### SET EXERCISE
Can you convert the entries from the start through the line containing "<point>704,179</point>" into a two-column CSV with the headers instruction and points, one row per entry? Put each entry's text and its answer in separate quoted fields, replacing line breaks with spaces.

==========

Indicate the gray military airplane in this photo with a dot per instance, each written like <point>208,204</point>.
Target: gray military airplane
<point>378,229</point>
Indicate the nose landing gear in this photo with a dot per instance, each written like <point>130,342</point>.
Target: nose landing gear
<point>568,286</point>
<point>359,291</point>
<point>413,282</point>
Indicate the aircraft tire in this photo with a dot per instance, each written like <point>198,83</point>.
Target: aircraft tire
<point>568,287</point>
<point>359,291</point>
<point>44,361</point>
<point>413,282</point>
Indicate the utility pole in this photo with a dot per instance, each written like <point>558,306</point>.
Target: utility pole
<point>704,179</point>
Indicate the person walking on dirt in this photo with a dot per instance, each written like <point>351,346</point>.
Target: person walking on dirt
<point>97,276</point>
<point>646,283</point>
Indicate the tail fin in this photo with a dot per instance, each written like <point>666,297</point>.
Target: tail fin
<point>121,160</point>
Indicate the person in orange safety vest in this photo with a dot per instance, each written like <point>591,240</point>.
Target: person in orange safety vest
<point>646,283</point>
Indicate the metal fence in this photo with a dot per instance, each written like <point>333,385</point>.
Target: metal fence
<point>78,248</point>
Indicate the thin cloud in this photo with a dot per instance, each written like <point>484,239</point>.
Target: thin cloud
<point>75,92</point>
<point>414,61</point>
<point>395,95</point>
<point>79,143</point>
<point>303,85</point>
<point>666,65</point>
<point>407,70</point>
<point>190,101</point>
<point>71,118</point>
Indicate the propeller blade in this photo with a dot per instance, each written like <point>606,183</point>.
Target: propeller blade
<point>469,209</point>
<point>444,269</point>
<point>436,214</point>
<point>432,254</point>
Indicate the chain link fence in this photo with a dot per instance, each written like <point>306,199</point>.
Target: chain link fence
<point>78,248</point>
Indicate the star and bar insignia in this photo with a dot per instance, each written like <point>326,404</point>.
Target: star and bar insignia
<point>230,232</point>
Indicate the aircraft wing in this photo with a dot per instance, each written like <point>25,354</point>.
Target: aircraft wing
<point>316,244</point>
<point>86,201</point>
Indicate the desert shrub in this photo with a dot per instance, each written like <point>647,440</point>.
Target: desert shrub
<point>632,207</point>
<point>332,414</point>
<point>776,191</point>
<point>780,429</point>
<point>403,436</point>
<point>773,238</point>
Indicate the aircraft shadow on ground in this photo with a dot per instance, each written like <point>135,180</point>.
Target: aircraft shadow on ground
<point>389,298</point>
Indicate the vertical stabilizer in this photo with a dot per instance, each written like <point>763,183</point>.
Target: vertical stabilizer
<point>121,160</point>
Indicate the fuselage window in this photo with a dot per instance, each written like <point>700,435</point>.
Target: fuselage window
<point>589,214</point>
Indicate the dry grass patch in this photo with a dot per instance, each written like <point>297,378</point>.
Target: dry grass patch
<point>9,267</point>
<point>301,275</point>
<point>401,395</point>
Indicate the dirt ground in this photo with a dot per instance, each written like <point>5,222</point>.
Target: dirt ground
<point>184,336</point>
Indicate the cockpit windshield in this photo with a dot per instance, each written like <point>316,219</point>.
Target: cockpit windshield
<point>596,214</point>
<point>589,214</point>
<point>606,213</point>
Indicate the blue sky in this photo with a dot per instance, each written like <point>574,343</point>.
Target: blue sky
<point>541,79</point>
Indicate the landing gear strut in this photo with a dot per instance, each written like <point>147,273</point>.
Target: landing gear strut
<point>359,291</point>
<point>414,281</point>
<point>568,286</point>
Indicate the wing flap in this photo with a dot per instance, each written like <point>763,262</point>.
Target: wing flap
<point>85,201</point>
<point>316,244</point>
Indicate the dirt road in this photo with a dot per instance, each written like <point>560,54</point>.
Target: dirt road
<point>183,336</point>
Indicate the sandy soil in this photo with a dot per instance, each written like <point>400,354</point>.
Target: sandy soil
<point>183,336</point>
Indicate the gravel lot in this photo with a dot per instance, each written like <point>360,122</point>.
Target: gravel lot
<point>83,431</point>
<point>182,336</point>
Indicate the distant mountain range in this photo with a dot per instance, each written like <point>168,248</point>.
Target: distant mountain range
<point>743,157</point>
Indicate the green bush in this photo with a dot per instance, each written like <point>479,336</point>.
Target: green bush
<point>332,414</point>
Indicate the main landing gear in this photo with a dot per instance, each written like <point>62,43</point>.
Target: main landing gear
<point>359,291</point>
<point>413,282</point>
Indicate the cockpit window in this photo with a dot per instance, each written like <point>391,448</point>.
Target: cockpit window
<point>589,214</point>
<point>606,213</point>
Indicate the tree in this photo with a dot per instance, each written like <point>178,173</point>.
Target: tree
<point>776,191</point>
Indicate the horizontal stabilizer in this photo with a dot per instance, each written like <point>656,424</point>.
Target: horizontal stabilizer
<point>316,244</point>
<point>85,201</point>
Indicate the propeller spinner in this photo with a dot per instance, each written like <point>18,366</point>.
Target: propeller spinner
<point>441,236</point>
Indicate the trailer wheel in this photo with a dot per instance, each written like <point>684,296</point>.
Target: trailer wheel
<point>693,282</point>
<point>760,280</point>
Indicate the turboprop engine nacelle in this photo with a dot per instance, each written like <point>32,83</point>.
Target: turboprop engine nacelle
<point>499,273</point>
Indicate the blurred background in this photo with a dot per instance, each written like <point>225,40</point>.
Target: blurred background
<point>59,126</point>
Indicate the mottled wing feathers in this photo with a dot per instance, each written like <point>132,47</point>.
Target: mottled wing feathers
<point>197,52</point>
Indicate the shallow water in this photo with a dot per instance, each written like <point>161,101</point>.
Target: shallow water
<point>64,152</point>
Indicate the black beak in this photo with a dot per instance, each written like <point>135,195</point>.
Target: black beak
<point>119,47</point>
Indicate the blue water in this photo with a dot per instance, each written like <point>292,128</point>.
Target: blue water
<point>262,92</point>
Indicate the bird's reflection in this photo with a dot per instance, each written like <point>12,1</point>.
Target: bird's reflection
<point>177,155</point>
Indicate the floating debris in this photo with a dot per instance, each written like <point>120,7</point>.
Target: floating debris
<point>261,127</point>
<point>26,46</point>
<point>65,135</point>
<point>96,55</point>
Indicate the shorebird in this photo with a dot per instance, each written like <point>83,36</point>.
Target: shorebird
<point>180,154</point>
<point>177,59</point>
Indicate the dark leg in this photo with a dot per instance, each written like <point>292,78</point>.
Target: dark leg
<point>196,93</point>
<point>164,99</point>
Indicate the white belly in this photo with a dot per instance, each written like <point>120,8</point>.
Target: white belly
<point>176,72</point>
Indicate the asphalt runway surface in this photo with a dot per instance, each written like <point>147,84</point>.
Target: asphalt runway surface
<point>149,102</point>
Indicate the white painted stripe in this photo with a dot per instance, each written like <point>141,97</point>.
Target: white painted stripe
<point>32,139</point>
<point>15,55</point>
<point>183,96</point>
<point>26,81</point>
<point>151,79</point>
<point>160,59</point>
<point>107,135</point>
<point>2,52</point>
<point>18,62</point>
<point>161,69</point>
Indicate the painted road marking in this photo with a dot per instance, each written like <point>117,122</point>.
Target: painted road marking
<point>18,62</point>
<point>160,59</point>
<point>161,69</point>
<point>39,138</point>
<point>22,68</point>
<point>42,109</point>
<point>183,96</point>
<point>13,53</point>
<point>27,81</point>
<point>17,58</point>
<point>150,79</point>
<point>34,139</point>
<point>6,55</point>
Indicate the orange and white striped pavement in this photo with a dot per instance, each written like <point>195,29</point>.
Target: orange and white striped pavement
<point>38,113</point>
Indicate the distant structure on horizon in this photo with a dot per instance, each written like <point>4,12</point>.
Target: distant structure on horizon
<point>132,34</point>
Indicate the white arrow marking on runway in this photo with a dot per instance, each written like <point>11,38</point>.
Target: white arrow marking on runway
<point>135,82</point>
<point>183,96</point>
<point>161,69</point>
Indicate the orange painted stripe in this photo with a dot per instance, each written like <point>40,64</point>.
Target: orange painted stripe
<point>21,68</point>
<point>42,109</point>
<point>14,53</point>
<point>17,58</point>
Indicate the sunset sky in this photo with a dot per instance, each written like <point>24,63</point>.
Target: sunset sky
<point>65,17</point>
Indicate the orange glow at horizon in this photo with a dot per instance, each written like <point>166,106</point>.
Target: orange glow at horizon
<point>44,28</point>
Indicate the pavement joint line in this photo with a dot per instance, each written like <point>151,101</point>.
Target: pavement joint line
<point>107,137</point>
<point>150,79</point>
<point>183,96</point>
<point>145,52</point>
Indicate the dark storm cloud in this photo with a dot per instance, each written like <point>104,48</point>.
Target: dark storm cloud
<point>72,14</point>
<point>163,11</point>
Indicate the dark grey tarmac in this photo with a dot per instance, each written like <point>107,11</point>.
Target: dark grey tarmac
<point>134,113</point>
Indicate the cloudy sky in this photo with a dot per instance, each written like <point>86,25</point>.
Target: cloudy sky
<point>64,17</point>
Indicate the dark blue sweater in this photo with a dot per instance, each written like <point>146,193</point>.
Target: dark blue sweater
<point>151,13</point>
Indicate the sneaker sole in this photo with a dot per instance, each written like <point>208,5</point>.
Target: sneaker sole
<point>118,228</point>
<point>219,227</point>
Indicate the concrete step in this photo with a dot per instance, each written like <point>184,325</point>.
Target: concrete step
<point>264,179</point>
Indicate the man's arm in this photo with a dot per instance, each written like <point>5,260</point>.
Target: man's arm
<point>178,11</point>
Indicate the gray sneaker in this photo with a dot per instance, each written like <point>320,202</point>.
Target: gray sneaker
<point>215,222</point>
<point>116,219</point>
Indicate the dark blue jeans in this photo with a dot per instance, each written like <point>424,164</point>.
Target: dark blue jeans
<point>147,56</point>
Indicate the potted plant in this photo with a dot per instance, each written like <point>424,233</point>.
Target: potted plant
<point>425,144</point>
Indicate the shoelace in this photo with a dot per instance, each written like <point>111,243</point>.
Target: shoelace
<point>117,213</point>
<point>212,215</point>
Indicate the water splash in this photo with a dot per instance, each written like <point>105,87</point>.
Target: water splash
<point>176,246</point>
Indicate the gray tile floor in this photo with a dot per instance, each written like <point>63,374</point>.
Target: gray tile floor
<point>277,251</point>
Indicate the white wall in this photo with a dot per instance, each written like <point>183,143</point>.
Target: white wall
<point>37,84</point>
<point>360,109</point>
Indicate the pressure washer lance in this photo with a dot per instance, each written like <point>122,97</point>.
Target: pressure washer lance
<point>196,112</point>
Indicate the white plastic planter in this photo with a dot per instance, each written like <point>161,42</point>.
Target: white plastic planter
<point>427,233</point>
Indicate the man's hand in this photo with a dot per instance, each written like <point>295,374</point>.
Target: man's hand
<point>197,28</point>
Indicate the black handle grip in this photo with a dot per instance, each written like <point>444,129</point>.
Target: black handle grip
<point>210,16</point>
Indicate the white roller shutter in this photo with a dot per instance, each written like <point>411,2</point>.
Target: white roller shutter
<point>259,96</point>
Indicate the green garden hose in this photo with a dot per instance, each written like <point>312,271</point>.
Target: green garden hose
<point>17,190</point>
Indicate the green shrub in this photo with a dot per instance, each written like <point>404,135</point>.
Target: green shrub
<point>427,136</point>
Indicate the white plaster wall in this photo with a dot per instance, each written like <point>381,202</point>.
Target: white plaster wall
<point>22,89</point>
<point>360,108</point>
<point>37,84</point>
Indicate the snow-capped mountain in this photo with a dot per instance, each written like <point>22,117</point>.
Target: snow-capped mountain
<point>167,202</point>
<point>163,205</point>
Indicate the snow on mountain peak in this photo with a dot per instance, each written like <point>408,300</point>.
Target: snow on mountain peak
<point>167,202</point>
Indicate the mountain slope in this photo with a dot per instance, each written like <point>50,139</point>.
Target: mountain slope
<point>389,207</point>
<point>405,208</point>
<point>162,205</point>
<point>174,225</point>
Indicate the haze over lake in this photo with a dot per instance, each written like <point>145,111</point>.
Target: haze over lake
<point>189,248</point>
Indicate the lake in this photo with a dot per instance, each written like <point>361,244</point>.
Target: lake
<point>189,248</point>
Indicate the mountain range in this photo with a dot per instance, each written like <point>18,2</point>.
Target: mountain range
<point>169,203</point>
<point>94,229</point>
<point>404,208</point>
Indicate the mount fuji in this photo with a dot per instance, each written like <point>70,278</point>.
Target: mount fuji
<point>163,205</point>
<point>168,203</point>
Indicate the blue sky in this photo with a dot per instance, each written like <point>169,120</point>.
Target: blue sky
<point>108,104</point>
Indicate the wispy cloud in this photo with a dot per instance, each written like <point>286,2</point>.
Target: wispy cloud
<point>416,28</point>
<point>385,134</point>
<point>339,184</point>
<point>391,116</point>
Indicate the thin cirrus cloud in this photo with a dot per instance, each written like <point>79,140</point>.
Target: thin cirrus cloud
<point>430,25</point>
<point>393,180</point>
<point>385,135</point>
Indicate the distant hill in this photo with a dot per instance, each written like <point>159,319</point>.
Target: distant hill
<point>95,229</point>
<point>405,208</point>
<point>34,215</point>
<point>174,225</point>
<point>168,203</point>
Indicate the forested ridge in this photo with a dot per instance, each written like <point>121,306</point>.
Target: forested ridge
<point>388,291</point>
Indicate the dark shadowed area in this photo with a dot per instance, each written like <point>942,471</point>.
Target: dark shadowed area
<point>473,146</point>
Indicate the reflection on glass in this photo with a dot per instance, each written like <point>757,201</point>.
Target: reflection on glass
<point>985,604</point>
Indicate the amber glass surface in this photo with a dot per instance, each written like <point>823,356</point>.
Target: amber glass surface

==========

### EXERCISE ANSWER
instruction,points
"Indicate the gray military airplane in this photo with a dot per instance, each written like <point>208,204</point>. Target: gray military airplane","<point>378,229</point>"
"Indicate the nose landing gear in this photo with a dot per instance, each written like <point>130,342</point>. Target: nose landing gear","<point>568,286</point> <point>359,291</point> <point>413,282</point>"
"Indicate the aircraft tire in this photo with a dot per instance, each written like <point>198,83</point>. Target: aircraft tire","<point>568,287</point> <point>359,291</point> <point>44,361</point> <point>413,282</point>"
"Indicate the utility pole in this photo with a dot per instance, each written like <point>558,306</point>. Target: utility pole","<point>704,179</point>"